_WHAT YOU WILL DO_:
Write out again the rows beginning at the line that contains "Above is an image. Study it and locate stack" and ending after the line that contains "[618,319,733,359]", with 119 added to every bounding box coordinate in the answers.

[start of GIVEN RECORDS]

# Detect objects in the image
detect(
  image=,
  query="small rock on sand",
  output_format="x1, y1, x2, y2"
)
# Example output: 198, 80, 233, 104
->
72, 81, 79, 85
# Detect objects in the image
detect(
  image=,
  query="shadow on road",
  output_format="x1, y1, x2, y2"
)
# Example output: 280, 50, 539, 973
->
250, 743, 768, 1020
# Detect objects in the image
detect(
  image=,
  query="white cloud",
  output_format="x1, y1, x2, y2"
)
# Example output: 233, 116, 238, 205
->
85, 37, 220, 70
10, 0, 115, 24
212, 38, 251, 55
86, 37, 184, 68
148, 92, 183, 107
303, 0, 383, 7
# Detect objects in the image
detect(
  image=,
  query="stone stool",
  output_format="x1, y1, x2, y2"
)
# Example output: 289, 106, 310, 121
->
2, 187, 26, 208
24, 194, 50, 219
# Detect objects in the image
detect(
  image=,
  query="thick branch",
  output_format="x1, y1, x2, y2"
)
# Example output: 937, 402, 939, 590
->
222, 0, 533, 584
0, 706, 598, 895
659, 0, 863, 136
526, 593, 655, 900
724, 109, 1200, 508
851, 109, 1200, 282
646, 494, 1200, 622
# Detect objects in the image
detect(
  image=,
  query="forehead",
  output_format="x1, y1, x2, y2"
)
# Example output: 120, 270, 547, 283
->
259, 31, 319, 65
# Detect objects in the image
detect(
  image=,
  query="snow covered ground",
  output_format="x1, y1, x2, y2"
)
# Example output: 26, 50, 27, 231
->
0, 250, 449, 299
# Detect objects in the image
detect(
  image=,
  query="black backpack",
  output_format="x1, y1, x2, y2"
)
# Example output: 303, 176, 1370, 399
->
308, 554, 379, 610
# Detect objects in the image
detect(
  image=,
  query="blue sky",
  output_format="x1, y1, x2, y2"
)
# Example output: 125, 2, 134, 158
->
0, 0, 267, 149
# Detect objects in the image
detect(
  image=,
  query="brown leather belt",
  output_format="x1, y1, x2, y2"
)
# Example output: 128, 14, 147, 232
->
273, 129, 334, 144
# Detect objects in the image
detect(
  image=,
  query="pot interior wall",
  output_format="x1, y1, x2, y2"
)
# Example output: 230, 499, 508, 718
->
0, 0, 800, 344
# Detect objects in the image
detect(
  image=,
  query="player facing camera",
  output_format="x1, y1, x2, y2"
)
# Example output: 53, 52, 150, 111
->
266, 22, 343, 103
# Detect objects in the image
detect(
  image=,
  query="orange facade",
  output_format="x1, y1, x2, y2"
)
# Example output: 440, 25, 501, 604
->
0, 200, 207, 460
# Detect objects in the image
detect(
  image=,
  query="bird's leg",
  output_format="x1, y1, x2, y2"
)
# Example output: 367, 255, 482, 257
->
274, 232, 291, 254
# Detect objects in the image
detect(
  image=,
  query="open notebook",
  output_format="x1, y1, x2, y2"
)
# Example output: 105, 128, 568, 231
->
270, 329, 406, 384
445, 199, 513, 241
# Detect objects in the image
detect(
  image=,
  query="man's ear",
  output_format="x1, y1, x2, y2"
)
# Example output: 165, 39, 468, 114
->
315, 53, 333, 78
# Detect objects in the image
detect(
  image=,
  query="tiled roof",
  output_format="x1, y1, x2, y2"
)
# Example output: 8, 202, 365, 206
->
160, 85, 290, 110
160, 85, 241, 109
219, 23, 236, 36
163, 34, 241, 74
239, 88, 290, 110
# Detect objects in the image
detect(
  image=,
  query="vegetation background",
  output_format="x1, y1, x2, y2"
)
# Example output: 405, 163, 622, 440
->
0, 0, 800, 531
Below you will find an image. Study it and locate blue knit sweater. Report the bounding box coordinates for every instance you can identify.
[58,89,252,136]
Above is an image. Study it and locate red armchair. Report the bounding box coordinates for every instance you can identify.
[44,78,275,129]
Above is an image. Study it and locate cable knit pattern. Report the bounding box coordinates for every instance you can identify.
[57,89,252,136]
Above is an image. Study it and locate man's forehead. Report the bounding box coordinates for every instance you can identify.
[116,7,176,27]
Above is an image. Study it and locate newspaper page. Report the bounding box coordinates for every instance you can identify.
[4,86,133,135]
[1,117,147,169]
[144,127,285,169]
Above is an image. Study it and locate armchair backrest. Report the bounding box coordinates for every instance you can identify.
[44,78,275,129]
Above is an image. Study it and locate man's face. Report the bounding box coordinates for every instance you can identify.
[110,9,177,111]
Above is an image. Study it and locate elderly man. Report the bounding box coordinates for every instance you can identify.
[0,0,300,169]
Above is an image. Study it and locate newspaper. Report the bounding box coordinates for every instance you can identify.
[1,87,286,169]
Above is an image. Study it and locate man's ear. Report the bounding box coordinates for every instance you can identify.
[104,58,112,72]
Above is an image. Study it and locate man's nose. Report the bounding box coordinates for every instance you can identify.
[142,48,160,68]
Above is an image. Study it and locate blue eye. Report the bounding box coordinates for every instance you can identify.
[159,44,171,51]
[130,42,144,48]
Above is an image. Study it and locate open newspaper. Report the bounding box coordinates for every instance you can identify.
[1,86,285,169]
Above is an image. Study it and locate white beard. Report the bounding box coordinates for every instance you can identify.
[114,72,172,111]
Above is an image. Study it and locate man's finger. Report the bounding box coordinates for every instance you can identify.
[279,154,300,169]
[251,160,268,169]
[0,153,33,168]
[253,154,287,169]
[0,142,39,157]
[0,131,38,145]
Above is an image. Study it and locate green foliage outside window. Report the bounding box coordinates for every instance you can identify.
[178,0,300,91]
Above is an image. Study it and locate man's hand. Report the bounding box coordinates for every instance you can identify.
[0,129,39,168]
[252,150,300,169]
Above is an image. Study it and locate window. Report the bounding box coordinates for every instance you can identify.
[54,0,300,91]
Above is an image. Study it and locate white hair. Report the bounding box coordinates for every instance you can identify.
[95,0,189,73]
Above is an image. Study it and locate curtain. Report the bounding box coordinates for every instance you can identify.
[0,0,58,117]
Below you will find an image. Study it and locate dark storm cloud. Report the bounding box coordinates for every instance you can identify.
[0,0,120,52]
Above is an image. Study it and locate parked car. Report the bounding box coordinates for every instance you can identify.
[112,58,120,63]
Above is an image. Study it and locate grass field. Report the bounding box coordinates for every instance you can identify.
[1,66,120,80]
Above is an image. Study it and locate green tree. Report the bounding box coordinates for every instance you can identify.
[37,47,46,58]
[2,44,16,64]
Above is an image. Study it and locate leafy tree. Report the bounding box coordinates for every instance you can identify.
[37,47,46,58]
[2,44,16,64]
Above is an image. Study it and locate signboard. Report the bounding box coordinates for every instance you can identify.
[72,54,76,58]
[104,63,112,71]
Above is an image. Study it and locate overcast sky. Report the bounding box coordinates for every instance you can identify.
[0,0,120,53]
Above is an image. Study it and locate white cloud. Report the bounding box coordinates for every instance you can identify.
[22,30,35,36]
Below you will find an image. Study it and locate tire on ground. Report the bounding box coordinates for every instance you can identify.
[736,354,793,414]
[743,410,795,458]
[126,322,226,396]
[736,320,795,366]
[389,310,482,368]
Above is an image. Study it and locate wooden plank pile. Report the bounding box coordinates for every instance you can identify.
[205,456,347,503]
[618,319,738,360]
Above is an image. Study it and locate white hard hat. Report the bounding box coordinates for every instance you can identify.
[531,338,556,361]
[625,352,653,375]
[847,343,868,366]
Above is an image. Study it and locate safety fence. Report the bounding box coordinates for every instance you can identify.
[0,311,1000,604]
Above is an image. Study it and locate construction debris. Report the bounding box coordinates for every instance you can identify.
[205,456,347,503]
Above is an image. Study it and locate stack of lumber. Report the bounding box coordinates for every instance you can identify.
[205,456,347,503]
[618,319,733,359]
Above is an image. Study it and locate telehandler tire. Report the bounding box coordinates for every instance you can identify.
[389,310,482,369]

[end of GIVEN RECORDS]

_ANSWER FOR THIS EXERCISE_:
Above is an image. Study it and locate stack of lumber. Report the bounding box coordinates for every instance you can identify.
[324,575,466,622]
[737,438,852,478]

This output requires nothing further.